──────── Task data
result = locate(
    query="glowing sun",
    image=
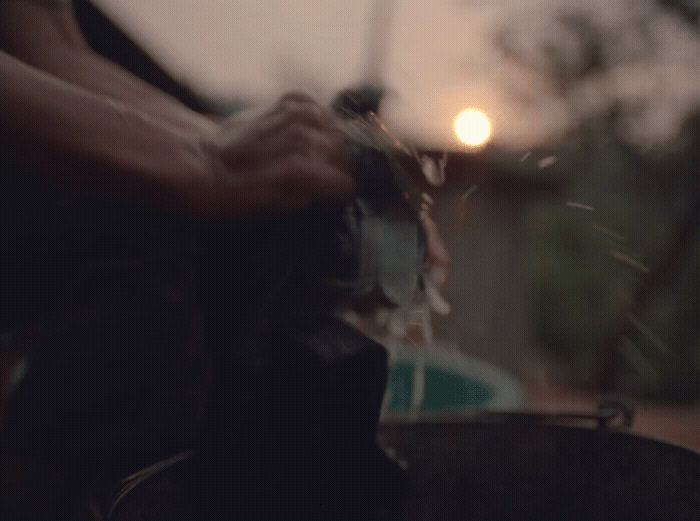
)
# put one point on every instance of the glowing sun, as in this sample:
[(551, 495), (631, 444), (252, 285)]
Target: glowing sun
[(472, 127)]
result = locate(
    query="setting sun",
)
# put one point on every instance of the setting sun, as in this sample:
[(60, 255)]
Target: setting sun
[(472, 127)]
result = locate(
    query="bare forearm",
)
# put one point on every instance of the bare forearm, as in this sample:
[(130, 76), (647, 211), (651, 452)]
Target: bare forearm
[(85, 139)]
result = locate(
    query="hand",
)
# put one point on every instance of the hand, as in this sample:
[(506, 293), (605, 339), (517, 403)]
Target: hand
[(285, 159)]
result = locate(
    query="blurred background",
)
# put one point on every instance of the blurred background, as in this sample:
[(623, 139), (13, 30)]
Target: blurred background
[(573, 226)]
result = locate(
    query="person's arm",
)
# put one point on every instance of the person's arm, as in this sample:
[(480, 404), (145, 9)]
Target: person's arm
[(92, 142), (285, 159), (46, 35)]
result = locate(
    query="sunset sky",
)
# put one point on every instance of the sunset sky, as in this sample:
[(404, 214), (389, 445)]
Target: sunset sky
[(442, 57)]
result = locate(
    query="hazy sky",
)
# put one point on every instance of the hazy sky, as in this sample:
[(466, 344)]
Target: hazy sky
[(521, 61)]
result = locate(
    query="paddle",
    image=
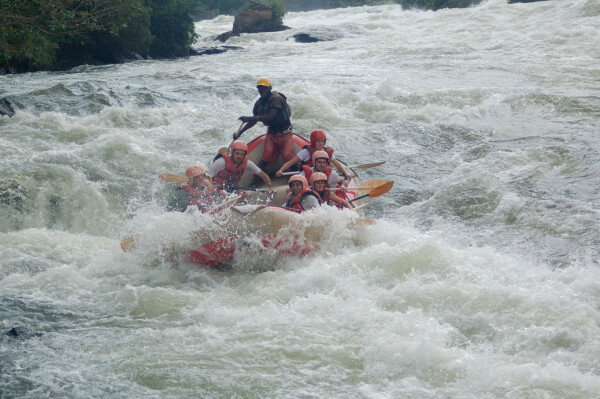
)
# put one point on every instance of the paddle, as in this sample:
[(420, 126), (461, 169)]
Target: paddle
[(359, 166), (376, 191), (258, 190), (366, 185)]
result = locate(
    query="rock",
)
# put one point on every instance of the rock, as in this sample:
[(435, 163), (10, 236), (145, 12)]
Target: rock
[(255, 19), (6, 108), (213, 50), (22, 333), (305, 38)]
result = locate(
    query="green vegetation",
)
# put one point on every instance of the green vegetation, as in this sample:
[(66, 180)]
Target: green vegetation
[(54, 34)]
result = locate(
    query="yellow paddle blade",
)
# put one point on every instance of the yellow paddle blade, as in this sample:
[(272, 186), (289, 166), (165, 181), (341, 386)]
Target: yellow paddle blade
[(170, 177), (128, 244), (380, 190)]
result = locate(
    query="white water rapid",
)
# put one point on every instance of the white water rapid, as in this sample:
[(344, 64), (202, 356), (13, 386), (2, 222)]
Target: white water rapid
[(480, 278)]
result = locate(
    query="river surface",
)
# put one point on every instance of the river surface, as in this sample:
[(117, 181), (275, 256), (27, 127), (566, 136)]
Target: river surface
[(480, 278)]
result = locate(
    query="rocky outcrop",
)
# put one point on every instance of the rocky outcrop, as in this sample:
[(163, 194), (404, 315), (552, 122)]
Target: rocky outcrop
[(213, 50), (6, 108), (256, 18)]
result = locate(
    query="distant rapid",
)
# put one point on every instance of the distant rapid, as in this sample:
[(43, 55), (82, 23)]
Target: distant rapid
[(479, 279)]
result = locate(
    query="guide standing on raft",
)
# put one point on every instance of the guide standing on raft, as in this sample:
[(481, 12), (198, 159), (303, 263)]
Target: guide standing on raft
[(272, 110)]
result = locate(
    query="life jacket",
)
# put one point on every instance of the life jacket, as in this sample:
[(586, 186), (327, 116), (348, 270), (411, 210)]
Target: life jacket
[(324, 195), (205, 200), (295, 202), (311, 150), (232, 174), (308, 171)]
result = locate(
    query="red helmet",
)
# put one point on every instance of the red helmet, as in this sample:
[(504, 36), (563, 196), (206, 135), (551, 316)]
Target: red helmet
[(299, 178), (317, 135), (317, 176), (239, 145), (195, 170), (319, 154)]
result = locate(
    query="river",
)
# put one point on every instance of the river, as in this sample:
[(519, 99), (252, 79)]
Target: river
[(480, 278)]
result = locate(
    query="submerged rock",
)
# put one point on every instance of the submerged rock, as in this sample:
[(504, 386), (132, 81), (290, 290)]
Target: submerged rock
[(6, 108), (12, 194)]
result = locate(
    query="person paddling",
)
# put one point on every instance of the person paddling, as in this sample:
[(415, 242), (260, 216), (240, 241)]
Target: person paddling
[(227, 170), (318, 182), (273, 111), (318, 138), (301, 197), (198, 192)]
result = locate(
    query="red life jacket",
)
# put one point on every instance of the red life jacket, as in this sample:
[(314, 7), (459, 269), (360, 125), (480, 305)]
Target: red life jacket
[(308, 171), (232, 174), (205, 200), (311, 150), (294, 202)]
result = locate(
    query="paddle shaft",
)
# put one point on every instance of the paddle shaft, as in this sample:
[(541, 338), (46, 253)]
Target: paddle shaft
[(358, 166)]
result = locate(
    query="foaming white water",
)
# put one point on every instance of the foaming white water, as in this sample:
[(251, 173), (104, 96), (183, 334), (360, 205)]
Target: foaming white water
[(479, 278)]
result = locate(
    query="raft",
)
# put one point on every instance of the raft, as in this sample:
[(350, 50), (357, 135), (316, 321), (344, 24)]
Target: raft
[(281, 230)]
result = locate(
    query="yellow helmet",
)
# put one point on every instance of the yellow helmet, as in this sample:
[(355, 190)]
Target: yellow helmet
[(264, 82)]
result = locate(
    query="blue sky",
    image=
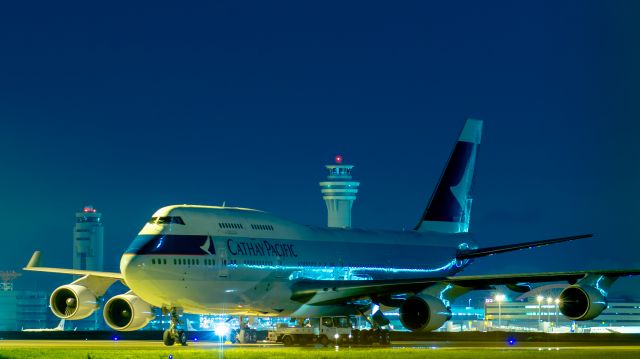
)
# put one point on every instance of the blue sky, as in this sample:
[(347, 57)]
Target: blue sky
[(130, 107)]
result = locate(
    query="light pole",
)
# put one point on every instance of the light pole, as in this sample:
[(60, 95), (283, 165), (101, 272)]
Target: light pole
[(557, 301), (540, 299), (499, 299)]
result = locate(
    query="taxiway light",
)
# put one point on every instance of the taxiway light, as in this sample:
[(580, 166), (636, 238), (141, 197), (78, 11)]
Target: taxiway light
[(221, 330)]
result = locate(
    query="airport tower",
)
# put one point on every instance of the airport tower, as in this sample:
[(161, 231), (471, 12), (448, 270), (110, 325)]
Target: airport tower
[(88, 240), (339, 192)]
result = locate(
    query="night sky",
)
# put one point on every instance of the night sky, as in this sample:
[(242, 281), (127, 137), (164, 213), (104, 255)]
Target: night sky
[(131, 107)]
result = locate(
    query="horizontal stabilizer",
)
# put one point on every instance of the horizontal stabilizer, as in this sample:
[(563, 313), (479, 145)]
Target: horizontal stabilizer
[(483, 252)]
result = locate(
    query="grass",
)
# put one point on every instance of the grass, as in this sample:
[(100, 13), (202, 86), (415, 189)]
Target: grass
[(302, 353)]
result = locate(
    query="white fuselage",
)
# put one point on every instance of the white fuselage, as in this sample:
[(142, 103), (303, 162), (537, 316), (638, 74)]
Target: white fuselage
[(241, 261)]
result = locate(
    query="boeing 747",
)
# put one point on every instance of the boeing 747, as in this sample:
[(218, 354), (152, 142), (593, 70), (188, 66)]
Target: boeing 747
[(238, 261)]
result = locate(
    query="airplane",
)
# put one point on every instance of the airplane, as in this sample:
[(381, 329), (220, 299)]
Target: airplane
────────────────
**What you need to do:**
Output all of the data above verbatim, leaving out the pictures.

**Reply to the task:**
result = locate(
    query="glowing sun",
    image=
)
# put one point on every instance of the glowing sun, as in this sample:
[(551, 495), (631, 444), (252, 285)]
Target: glowing sun
[(472, 127)]
result = locate(
    query="setting sun",
)
# put one point on every instance of the setting sun, as in this sample:
[(60, 255)]
Target: setting sun
[(472, 127)]
result = locate(
    query="bare forearm",
)
# put one point on every instance of the bare forearm, as in this sample:
[(130, 76), (647, 211), (651, 452)]
Target: bare forearm
[(85, 139)]
result = locate(
    query="hand",
)
# put one point on every instance of the hand, as in this sample:
[(506, 293), (605, 339), (517, 403)]
Target: hand
[(285, 159)]
result = locate(
    query="blurred background",
)
# put one point on every instance of the blurred background, as in this sample:
[(623, 139), (13, 30)]
Target: blurred background
[(573, 226)]
result = locate(
    query="person's arm",
)
# put one point on every instance of the person's arm, as in this sample:
[(480, 404), (145, 9)]
Target: person's arm
[(92, 142), (285, 159), (46, 35)]
result = locate(
    query="sunset sky",
)
# put one point on every instance of the sunset sky, as in this sample:
[(404, 214), (389, 445)]
Target: sunset sky
[(442, 57)]
result = locate(
    query="hazy sky",
)
# put one point on every instance of the hazy sky, as in this sample:
[(466, 344)]
Target: hazy sky
[(521, 61)]
result = locate(
    query="paddle",
    image=
)
# put one point on every instance of the paddle, as in this sample:
[(420, 126), (461, 169)]
Target: paddle
[(359, 166), (376, 191), (258, 190), (366, 185)]
result = locate(
    query="rock",
)
# put one point on every instance of the rock, as in this sample:
[(435, 163), (10, 236), (145, 12)]
Target: rock
[(255, 19), (6, 108), (213, 50), (22, 333), (305, 38)]
result = locate(
    query="green vegetation",
)
# put one point on every instance of the green vegetation, as in this sample:
[(66, 180)]
Target: green vegetation
[(54, 34)]
result = locate(
    query="yellow paddle blade",
)
# put one point on every instance of the yellow paddle blade, as in this sample:
[(272, 186), (289, 166), (165, 181), (341, 386)]
Target: yellow paddle blade
[(170, 177), (128, 244), (380, 190)]
result = locate(
    query="white water rapid",
)
# put one point on every instance of the white water rapid, as in this sample:
[(344, 64), (202, 356), (13, 386), (2, 222)]
Target: white water rapid
[(480, 278)]
result = locate(
    query="river surface",
)
# put one point on every instance of the river surface, as in this sample:
[(117, 181), (275, 256), (27, 127), (566, 136)]
Target: river surface
[(480, 278)]
result = locate(
    query="rocky outcrop",
)
# put one point on every instance of the rocky outcrop, as in this sample:
[(163, 194), (404, 315), (552, 122)]
Target: rocky outcrop
[(213, 50), (6, 108), (256, 18)]
result = locate(
    query="distant rapid",
)
# put one point on every instance of the distant rapid, as in this sample:
[(43, 55), (82, 23)]
Target: distant rapid
[(479, 279)]
result = locate(
    query="guide standing on raft",
)
# put one point on every instance of the guide standing on raft, as in this sample:
[(481, 12), (198, 159), (303, 263)]
Target: guide standing on raft
[(272, 110)]
result = locate(
    query="life jacket",
)
# put one point on every instance of the life jacket, as in this sample:
[(586, 186), (327, 116), (348, 270), (411, 210)]
Target: life jacket
[(324, 195), (205, 200), (295, 202), (311, 150), (232, 174), (308, 171)]
result = locate(
    query="red helmet",
)
# put one point on every instance of the red helmet, as in this sample:
[(504, 36), (563, 196), (206, 135), (551, 316)]
Target: red helmet
[(299, 178), (317, 135), (317, 176), (239, 145), (195, 170), (319, 154)]
result = locate(
    query="river",
)
# put one point on every instance of the river, as in this sample:
[(519, 99), (252, 79)]
Target: river
[(480, 278)]
result = locate(
    query="submerged rock",
)
# put one point on every instance of the submerged rock, as in this sample:
[(504, 386), (132, 81), (290, 290)]
Target: submerged rock
[(6, 108), (12, 194)]
result = locate(
    query="person paddling",
)
# put one point on every instance of the person paddling, as in this sample:
[(415, 242), (260, 216), (240, 241)]
Target: person paddling
[(227, 170), (318, 182), (273, 111), (318, 138), (301, 197), (198, 192)]
result = locate(
    query="red life jacket",
)
# put one point on every instance of the red life jacket, as in this sample:
[(314, 7), (459, 269), (360, 125), (480, 305)]
Target: red life jacket
[(308, 171), (232, 174), (205, 200), (311, 150), (294, 202)]
result = locate(
    query="paddle shaft",
)
# put one point on every instance of the paddle shaft, as in this sample:
[(541, 338), (46, 253)]
Target: paddle shaft
[(358, 166)]
result = locate(
    query="foaming white water",
)
# put one point on every instance of the foaming white water, as in this sample:
[(251, 173), (104, 96), (183, 334), (360, 205)]
Target: foaming white water
[(479, 278)]
result = locate(
    query="raft",
)
# put one point on every instance of the raft, as in this sample:
[(350, 50), (357, 135), (316, 321), (344, 24)]
Target: raft
[(281, 230)]
result = locate(
    query="yellow helmet",
)
# put one point on every instance of the yellow helmet, as in this sample:
[(355, 190)]
Target: yellow helmet
[(264, 82)]
result = locate(
    query="blue sky",
    image=
)
# put one point on every instance of the blue sky, as in this sample:
[(347, 57)]
Target: blue sky
[(130, 107)]
result = locate(
    query="light pole",
)
# put one point on every instance of the light pole, as in this sample:
[(60, 95), (283, 165), (101, 272)]
Target: light pole
[(557, 301), (540, 299), (499, 299)]
result = locate(
    query="taxiway light",
)
# put one point on every instance of the taxiway light, as in this sample:
[(580, 166), (636, 238), (141, 197), (78, 11)]
Target: taxiway light
[(221, 330)]
result = locate(
    query="airport tower",
)
# put one point on every instance of the airport tower, as in this sample:
[(161, 231), (471, 12), (448, 270), (110, 325)]
Target: airport tower
[(88, 240), (339, 192)]
result = locate(
    query="night sky",
)
# put one point on every instance of the night sky, as in this sample:
[(242, 281), (127, 137), (164, 213), (104, 255)]
Target: night sky
[(131, 107)]
result = locate(
    query="horizontal stabilizer",
)
# put one point on every instance of the horizontal stabilizer, as in this sample:
[(563, 313), (479, 145)]
Target: horizontal stabilizer
[(483, 252)]
result = locate(
    query="grass",
)
# put one point on every instance of the grass, as in this sample:
[(100, 13), (202, 86), (415, 189)]
Target: grass
[(302, 353)]
result = locate(
    query="white fuselage",
)
# put one point on every instance of the white fuselage, as in this sample:
[(142, 103), (303, 162), (537, 316), (638, 74)]
Target: white fuselage
[(241, 261)]
result = locate(
    query="boeing 747",
)
# put one point on every instance of the boeing 747, as in this sample:
[(218, 354), (152, 142), (593, 70), (188, 66)]
Target: boeing 747
[(238, 261)]
result = locate(
    query="airplane",
)
# put one point on every instance of the airplane, as in this sample:
[(381, 329), (220, 299)]
Target: airplane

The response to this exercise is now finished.